Excerpts from location labeling data
==================================================

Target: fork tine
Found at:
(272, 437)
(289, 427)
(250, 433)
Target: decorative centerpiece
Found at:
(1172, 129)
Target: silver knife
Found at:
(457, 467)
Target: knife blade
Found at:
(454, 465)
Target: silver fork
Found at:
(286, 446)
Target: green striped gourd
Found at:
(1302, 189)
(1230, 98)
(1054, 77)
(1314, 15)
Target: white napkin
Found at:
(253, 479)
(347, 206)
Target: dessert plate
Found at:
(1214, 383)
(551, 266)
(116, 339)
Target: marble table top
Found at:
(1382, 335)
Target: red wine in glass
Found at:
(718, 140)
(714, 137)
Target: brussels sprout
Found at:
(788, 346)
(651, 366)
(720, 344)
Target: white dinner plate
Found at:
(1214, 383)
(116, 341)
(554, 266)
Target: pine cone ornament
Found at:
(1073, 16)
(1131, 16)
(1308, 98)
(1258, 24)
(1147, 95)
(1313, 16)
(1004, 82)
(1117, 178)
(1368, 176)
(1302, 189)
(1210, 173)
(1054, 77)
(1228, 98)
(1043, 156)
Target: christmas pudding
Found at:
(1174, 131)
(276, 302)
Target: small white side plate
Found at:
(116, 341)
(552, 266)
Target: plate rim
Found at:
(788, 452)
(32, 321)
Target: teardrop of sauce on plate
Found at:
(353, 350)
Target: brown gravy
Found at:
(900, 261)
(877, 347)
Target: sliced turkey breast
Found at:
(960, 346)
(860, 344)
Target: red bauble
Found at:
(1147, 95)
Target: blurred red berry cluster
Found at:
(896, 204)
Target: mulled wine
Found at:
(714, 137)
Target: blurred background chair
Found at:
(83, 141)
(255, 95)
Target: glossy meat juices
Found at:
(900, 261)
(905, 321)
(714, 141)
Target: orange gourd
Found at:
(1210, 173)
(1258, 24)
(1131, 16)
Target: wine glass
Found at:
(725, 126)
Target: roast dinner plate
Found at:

==================================================

### The problem
Quote the records above verbatim, from the first line to the last.

### Solution to this exercise
Target: fork tine
Found at:
(272, 437)
(289, 427)
(250, 433)
Target: decorative centerpiece
Found at:
(1172, 129)
Target: silver knife
Found at:
(457, 467)
Target: knife blade
Found at:
(454, 465)
Target: silver fork
Found at:
(286, 446)
Target: green striped gourd
Found at:
(1302, 189)
(1230, 98)
(1054, 77)
(1314, 15)
Target: white napkin
Found at:
(253, 479)
(347, 206)
Target: dessert plate
Found at:
(1214, 383)
(551, 266)
(116, 339)
Target: marble table top
Found at:
(1382, 335)
Target: red wine in glass
Found at:
(718, 140)
(714, 137)
Target: brussels sprout
Found at:
(788, 346)
(651, 366)
(720, 344)
Target: white dinner plate
Found at:
(1214, 383)
(116, 341)
(554, 266)
Target: pine cone ornament
Found at:
(1073, 16)
(1131, 16)
(1308, 98)
(1258, 24)
(1147, 95)
(1313, 16)
(1004, 82)
(1117, 178)
(1368, 176)
(1302, 189)
(1210, 173)
(1054, 77)
(1228, 98)
(1043, 156)
Target: christmas pudding
Found at:
(1174, 131)
(276, 302)
Target: small white side plate
Found at:
(116, 341)
(552, 266)
Target: plate rim
Found at:
(788, 452)
(32, 321)
Target: teardrop of sauce on plate
Found at:
(353, 350)
Target: brown gravy
Found at:
(900, 261)
(877, 347)
Target: sliced turkey breast
Found at:
(960, 346)
(860, 344)
Target: red bauble
Found at:
(1147, 95)
Target: blurred red berry cluster
Found at:
(896, 204)
Target: mulled wine
Found at:
(714, 137)
Target: blurred background chair
Found at:
(83, 141)
(255, 95)
Target: glossy meat juices
Found at:
(900, 261)
(905, 321)
(714, 141)
Target: orange gourd
Found at:
(1210, 173)
(1258, 24)
(1131, 16)
Target: wine glass
Found at:
(725, 126)
Target: roast dinner plate
Found at:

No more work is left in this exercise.